### Instruction
Reproduce the stretch of the listing from its start through the line containing "pixel 293 135", including both ends. Leave out the pictures.

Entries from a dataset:
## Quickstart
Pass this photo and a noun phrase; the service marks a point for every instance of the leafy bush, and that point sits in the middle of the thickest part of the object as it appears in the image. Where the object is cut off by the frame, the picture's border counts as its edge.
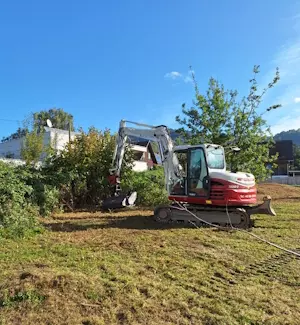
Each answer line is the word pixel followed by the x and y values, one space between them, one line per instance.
pixel 43 195
pixel 17 215
pixel 149 185
pixel 80 171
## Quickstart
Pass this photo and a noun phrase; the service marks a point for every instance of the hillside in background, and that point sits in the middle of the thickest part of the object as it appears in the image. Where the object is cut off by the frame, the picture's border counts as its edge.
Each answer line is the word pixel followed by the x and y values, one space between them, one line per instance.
pixel 293 135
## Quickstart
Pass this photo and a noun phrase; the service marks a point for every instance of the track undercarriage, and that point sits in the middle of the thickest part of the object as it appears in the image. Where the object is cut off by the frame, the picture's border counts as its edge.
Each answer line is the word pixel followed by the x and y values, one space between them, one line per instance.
pixel 237 217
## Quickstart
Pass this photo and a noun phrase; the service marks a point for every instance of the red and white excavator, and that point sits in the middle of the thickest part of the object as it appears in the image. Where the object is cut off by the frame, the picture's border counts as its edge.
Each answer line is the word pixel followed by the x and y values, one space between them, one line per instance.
pixel 196 177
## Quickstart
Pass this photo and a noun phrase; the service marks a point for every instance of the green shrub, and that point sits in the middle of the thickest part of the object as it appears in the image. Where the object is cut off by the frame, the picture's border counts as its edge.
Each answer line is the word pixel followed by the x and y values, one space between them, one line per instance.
pixel 149 185
pixel 43 195
pixel 17 215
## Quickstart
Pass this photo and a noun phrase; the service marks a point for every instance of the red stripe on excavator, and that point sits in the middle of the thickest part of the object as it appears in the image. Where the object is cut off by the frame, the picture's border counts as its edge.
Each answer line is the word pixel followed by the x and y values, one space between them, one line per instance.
pixel 222 195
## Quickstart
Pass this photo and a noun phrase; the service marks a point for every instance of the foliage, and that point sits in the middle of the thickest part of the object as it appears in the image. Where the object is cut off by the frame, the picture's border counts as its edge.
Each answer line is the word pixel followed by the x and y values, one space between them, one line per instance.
pixel 149 185
pixel 80 171
pixel 17 215
pixel 219 117
pixel 44 195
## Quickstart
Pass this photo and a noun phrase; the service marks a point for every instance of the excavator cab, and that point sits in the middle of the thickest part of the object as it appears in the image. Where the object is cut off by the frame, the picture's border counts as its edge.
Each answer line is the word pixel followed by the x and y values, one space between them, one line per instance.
pixel 196 162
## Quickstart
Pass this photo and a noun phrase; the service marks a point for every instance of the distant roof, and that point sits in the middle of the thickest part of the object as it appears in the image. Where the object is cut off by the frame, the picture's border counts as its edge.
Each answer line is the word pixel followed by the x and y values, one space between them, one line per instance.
pixel 47 129
pixel 284 148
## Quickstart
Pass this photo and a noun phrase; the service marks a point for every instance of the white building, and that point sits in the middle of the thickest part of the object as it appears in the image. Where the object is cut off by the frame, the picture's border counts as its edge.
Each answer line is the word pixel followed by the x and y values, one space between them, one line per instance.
pixel 10 151
pixel 56 137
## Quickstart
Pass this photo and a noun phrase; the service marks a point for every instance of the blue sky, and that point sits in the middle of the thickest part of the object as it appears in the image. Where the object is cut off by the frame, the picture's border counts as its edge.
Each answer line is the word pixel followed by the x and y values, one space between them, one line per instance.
pixel 107 60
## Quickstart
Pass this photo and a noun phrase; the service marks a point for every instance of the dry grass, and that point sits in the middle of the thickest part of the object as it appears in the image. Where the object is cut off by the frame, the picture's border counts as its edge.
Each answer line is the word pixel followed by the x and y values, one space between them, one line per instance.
pixel 123 268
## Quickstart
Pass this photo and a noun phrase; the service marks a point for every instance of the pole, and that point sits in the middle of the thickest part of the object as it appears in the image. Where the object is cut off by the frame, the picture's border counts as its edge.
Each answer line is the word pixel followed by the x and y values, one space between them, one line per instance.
pixel 69 131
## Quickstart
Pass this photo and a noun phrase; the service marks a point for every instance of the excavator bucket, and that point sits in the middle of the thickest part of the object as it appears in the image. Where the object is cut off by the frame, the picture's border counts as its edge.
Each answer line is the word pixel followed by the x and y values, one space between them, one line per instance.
pixel 119 201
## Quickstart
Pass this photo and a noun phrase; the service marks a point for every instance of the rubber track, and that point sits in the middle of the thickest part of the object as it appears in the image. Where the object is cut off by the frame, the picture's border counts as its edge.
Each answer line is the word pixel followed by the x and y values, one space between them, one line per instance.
pixel 199 224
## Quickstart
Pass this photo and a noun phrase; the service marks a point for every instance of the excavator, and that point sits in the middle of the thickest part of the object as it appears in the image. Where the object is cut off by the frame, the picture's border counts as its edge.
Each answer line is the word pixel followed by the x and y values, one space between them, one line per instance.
pixel 196 178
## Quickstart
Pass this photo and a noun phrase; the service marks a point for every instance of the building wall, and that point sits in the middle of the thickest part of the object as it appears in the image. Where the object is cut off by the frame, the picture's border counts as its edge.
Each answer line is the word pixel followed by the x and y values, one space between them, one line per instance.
pixel 140 166
pixel 11 147
pixel 57 138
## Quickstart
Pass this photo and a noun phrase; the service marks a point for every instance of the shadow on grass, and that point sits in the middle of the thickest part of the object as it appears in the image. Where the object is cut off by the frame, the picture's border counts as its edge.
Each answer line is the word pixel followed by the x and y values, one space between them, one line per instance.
pixel 130 222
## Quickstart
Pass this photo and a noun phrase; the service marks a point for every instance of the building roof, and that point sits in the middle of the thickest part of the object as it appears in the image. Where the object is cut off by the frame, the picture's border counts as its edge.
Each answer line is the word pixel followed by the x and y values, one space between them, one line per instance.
pixel 284 148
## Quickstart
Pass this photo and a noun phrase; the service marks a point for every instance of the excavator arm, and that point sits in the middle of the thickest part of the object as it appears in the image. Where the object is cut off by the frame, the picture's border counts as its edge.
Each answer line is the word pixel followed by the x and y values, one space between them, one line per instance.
pixel 159 134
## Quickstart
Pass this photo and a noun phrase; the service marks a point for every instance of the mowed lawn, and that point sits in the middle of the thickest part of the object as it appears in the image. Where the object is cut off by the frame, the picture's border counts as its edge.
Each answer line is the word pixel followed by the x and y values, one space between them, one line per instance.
pixel 123 268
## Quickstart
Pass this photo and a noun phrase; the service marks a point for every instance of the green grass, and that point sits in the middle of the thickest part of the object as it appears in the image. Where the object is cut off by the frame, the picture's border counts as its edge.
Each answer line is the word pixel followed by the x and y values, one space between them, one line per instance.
pixel 125 269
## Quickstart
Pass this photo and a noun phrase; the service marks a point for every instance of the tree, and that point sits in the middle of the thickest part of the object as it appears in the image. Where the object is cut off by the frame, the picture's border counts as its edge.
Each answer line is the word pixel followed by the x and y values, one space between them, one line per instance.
pixel 217 116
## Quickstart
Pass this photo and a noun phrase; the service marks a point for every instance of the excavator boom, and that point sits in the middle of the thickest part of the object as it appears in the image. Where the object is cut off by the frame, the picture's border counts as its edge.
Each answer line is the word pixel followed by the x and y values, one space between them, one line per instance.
pixel 195 176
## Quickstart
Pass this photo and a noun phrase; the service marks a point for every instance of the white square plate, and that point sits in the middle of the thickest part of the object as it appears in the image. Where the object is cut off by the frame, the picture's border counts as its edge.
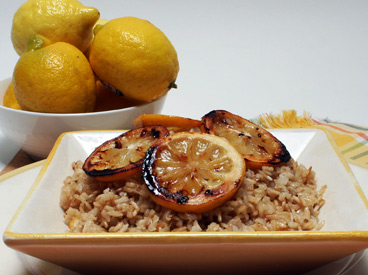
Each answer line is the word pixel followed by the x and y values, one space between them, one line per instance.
pixel 38 227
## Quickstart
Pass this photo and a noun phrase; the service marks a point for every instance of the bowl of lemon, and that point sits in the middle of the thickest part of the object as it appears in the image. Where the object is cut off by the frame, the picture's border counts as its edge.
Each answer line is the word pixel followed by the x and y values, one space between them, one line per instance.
pixel 89 74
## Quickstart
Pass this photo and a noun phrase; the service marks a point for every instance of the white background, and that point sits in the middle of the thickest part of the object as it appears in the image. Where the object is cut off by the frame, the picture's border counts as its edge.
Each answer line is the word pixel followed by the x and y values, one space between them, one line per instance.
pixel 248 57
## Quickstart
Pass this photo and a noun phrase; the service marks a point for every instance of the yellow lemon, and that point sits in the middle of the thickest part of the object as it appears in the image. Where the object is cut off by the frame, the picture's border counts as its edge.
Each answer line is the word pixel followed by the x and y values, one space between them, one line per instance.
pixel 134 57
pixel 107 100
pixel 54 78
pixel 58 20
pixel 9 99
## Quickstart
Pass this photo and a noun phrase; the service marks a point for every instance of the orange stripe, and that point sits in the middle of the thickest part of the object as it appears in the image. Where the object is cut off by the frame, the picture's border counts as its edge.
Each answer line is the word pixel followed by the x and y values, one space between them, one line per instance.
pixel 362 135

### Finished task
## Quickstart
Pass this photo and a noun phrase; the service marks a point for every instance of the leafy bush, and that point sits in the middle of the thickest part of the object as it appears in the image. Where the object is cut off by the frame, the picture's border counts as its edge.
Each answer line is the word pixel followed by the x and y values, one space between them, one line per instance.
pixel 43 195
pixel 17 215
pixel 149 185
pixel 80 171
## Quickstart
Pass this photo and a noun phrase; the service marks a point for every instance of the hillside in background, and that point sits in the middle of the thickest part of the object as it appears in the image. Where the object is cut off by the frame, the picture's border counts as its edge.
Each answer line is the word pixel followed by the x and y values, one space between them, one line per instance.
pixel 293 135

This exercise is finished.